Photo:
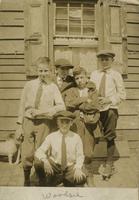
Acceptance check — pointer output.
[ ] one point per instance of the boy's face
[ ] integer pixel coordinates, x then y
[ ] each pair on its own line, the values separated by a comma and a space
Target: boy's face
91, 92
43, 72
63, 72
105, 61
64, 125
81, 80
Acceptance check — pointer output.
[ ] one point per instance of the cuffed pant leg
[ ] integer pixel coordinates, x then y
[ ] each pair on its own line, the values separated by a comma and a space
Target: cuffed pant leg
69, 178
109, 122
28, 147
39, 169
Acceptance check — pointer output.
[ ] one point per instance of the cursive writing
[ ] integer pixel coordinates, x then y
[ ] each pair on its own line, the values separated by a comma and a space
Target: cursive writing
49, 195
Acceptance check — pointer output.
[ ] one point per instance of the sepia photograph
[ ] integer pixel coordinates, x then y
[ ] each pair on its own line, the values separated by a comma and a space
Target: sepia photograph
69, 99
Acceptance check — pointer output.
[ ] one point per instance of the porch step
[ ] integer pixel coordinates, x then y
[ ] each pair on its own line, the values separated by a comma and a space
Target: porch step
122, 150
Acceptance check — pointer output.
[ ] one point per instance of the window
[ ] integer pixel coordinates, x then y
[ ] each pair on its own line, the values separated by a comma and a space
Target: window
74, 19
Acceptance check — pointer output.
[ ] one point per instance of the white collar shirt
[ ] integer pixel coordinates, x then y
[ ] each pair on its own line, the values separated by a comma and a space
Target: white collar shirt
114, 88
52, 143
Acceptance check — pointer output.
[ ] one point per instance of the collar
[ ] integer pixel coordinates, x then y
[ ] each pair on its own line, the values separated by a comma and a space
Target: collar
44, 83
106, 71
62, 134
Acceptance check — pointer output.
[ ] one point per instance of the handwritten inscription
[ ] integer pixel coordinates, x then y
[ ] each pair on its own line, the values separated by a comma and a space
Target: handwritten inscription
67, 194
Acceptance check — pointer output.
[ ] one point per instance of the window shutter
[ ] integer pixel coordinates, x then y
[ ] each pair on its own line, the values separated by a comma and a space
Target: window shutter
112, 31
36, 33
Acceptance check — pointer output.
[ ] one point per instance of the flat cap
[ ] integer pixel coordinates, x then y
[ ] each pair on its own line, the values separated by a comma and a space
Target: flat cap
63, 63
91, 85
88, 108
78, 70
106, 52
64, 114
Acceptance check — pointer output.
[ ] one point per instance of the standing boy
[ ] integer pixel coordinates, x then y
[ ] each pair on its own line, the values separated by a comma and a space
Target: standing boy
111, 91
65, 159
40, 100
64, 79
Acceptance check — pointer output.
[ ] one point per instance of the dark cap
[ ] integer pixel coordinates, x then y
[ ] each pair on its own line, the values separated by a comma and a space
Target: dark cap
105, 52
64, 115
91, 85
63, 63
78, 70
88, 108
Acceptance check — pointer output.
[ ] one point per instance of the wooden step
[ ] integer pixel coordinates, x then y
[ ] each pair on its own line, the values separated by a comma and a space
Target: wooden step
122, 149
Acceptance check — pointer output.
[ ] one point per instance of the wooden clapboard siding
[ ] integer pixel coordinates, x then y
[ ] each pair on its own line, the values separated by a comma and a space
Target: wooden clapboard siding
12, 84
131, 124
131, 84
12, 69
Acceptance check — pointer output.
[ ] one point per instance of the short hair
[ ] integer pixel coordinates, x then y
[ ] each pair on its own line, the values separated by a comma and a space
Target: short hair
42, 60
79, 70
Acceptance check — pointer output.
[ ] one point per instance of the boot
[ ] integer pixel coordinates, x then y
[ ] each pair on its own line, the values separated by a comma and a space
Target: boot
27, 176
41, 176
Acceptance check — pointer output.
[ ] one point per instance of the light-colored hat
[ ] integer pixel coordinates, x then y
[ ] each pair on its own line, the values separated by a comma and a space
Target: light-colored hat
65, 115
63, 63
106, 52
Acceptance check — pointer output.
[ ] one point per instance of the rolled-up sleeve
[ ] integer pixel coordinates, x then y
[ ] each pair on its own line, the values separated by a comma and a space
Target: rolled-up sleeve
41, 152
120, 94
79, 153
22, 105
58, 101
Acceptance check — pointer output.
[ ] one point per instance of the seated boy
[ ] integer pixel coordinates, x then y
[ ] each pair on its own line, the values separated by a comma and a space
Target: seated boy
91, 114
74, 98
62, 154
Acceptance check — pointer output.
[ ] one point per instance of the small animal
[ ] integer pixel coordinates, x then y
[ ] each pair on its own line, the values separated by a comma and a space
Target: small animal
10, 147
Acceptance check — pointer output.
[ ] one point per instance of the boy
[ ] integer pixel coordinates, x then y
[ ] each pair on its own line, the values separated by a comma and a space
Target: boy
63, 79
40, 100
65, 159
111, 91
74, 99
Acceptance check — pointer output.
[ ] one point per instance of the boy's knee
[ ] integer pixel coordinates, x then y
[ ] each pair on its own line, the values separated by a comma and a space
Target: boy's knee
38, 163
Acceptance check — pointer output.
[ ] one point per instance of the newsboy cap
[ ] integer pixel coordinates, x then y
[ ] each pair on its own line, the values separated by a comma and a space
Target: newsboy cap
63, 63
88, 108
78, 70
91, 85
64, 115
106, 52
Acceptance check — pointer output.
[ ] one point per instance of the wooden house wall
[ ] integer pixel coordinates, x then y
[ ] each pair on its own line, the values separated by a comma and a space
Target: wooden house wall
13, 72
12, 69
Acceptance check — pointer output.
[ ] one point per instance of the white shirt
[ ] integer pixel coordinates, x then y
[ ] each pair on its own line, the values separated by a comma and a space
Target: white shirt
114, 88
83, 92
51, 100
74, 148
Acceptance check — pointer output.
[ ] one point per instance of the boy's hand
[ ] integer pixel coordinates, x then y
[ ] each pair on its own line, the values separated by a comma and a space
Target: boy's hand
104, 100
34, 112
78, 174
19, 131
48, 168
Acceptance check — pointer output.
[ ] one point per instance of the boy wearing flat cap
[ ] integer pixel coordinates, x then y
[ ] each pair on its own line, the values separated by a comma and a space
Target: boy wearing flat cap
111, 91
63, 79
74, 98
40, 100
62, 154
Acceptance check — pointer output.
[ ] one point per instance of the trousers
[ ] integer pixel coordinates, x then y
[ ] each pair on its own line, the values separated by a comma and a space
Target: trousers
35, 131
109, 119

———

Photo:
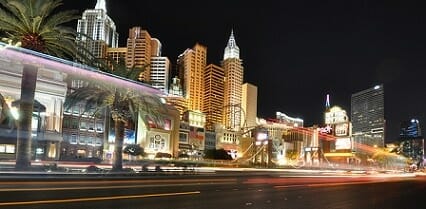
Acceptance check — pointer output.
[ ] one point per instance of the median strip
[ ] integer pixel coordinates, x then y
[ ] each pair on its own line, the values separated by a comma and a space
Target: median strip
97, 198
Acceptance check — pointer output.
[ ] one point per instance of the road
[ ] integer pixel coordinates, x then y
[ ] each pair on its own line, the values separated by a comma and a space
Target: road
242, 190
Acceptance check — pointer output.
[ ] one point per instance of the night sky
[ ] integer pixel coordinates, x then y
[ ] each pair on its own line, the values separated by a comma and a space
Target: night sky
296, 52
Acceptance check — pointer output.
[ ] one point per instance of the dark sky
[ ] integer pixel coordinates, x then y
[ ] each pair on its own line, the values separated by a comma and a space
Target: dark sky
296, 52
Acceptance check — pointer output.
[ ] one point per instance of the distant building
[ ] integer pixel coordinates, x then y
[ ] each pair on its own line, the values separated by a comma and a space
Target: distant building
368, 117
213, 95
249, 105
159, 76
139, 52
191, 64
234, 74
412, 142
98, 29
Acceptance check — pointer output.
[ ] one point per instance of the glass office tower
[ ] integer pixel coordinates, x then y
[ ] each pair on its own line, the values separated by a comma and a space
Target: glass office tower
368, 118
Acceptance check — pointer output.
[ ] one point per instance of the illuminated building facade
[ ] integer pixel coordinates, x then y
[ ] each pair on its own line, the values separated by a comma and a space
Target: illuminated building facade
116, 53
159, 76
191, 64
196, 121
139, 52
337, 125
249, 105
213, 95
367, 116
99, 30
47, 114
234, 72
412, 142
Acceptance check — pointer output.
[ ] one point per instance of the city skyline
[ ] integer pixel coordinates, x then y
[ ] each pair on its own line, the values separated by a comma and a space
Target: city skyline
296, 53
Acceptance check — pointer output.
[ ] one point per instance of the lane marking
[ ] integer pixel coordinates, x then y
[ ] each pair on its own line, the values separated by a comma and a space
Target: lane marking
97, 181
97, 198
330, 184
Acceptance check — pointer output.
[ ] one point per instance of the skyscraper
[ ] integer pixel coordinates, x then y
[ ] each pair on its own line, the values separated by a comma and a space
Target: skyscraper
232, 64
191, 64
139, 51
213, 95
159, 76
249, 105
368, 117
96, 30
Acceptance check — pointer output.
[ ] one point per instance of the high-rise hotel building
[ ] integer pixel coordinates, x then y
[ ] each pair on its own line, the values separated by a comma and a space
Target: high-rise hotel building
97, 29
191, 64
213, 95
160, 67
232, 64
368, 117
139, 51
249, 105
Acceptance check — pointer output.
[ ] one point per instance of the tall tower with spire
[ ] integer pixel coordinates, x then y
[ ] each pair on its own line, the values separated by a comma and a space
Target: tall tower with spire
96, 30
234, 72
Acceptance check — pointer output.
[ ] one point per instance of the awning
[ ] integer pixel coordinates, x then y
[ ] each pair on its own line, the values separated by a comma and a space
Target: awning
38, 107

———

In the data above, which lines lie between the line with "[ ] one point per instance of the night sky" and the line with "[ ] one point per instance of the dark sky", inclusive? Print those lines exactly and nothing else.

## Result
[ ] one point per instance of the night sky
[ ] integer pixel coordinates, x then y
[ ] each pair on its own line, the values separated by a comma and a space
Target: night sky
296, 52
Acceptance check — pointer output.
[ ] one point per instance of the dark sky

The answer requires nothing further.